***** RECORDS FOR THE EXERCISE *****
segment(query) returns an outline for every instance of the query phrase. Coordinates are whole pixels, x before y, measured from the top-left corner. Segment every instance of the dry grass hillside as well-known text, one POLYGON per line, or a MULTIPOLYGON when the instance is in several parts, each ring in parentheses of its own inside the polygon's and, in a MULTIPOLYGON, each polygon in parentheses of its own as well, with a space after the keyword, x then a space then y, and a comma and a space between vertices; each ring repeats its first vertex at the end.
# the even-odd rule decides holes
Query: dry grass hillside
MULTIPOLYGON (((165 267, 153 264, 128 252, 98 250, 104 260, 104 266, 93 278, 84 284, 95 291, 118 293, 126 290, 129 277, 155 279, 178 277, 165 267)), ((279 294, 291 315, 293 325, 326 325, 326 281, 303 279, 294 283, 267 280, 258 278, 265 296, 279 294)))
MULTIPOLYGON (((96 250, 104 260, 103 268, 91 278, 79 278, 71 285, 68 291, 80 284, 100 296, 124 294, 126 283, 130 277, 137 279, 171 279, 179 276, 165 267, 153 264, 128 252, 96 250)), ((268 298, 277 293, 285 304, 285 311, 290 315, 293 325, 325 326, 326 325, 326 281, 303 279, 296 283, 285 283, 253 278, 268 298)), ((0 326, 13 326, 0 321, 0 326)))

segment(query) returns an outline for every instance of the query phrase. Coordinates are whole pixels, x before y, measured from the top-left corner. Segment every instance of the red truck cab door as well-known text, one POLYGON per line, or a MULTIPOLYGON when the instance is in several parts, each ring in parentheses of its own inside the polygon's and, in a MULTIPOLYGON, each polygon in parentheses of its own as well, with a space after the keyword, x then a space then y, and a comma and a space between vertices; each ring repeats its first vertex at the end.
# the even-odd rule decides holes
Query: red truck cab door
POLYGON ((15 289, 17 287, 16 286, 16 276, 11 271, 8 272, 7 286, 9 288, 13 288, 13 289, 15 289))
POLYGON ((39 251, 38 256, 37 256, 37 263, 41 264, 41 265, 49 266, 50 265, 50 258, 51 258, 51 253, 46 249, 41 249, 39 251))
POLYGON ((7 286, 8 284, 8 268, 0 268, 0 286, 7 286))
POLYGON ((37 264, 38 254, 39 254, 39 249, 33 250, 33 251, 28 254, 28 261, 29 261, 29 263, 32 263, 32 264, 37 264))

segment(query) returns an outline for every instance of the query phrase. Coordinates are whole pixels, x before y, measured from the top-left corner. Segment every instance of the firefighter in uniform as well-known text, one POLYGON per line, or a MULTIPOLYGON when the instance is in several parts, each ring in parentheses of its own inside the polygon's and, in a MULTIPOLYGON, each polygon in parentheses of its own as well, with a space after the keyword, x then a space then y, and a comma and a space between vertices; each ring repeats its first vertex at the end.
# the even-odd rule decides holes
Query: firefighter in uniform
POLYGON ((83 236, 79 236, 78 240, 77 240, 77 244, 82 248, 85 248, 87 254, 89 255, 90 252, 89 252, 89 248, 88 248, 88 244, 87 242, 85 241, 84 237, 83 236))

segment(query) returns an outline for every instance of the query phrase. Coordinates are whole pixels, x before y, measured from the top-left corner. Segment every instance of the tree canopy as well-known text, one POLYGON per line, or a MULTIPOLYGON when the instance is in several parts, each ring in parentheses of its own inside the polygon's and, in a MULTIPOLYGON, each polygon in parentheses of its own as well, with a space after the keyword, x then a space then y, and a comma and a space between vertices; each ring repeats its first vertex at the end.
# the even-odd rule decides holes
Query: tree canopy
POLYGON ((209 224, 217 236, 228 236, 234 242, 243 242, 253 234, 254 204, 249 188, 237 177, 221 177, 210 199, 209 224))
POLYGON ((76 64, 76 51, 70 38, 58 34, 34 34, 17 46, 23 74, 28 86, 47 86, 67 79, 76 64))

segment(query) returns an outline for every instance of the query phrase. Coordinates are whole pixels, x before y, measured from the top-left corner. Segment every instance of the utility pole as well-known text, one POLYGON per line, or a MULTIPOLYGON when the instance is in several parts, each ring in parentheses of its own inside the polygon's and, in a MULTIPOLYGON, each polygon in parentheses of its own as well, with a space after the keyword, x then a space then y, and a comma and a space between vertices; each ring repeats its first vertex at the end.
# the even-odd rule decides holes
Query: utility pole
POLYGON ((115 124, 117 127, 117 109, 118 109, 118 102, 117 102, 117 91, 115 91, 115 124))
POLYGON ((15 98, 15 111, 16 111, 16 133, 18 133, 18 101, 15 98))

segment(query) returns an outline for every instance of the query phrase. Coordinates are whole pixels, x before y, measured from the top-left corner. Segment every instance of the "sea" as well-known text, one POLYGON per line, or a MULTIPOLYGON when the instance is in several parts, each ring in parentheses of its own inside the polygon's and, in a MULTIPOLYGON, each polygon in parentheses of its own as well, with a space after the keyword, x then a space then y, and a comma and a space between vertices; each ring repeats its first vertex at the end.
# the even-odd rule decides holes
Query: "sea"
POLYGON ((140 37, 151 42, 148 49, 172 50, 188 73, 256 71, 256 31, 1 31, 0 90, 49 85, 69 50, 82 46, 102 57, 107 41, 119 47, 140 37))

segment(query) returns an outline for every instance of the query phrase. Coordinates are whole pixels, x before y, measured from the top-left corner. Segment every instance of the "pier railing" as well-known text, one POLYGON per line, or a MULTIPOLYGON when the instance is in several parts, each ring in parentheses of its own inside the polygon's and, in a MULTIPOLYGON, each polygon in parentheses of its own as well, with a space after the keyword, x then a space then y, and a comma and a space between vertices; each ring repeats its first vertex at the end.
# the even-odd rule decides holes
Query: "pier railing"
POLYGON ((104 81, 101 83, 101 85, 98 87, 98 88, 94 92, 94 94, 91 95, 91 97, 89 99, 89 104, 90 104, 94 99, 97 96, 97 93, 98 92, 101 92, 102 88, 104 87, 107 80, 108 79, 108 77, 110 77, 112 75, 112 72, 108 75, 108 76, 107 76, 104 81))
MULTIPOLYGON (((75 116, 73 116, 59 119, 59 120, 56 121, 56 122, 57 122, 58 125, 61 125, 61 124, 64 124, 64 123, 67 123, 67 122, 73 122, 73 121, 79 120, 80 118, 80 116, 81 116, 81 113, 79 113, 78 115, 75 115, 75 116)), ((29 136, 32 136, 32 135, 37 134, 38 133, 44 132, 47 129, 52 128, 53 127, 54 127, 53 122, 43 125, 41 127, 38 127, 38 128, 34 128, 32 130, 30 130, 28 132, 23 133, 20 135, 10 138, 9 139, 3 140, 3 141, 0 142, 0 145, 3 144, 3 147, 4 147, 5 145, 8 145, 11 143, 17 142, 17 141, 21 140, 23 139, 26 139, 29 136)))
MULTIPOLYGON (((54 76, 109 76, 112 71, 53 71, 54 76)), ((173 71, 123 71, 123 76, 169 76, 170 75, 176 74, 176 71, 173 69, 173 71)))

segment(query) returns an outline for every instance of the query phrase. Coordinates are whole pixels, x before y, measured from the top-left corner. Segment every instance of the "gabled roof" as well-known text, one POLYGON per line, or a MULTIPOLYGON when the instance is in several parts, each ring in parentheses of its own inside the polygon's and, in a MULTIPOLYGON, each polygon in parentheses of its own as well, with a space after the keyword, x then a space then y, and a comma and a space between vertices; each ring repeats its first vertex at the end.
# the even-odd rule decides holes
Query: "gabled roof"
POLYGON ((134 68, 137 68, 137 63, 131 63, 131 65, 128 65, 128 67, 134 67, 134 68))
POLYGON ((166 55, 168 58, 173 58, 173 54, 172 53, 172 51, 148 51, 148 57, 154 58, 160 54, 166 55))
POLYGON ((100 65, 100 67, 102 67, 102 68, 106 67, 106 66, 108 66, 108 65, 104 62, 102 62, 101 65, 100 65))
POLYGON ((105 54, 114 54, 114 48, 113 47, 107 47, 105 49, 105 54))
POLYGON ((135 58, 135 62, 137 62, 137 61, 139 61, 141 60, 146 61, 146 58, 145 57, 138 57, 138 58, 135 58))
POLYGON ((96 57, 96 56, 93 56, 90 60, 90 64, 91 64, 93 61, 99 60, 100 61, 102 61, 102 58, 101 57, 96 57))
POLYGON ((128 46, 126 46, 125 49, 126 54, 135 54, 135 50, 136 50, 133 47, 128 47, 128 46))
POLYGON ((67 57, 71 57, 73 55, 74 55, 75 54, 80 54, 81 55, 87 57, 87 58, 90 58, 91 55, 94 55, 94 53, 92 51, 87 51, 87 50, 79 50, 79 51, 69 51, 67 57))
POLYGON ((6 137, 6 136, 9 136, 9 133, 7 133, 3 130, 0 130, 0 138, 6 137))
*****
### DIRECTION
Change "cab door" to "tailgate" and write out the rows again, starting at the line that has "the red truck" and ending after the line that has "POLYGON ((37 264, 38". Keep everything else in those lines the same.

### THE OUTPUT
segment(query) returns an outline for every instance of the query phrase. Coordinates are whole pixels, x before y, measured from the top-left corner. Segment every instance of the red truck tailgate as well-known text, one POLYGON per line, or a MULTIPOLYGON when the instance is in several parts, each ring in parentheses of its own inside the polygon's and, in a MULTIPOLYGON, each polygon in parentheses of its own as well, with a space after the keyword, x then a space then y, and a comma and a space between vertices; each ring repeats its first vertex at the end.
# the even-odd rule decides holes
Query: red truck tailgate
POLYGON ((15 289, 17 287, 16 286, 16 276, 11 271, 8 272, 7 286, 9 288, 13 288, 13 289, 15 289))
POLYGON ((39 251, 38 256, 37 256, 37 263, 41 264, 41 265, 49 266, 50 265, 50 258, 51 258, 51 253, 46 249, 41 249, 39 251))
POLYGON ((7 286, 8 284, 8 268, 0 268, 0 286, 7 286))
POLYGON ((37 264, 38 254, 39 254, 39 249, 33 250, 33 251, 28 254, 28 261, 29 261, 29 263, 32 263, 32 264, 37 264))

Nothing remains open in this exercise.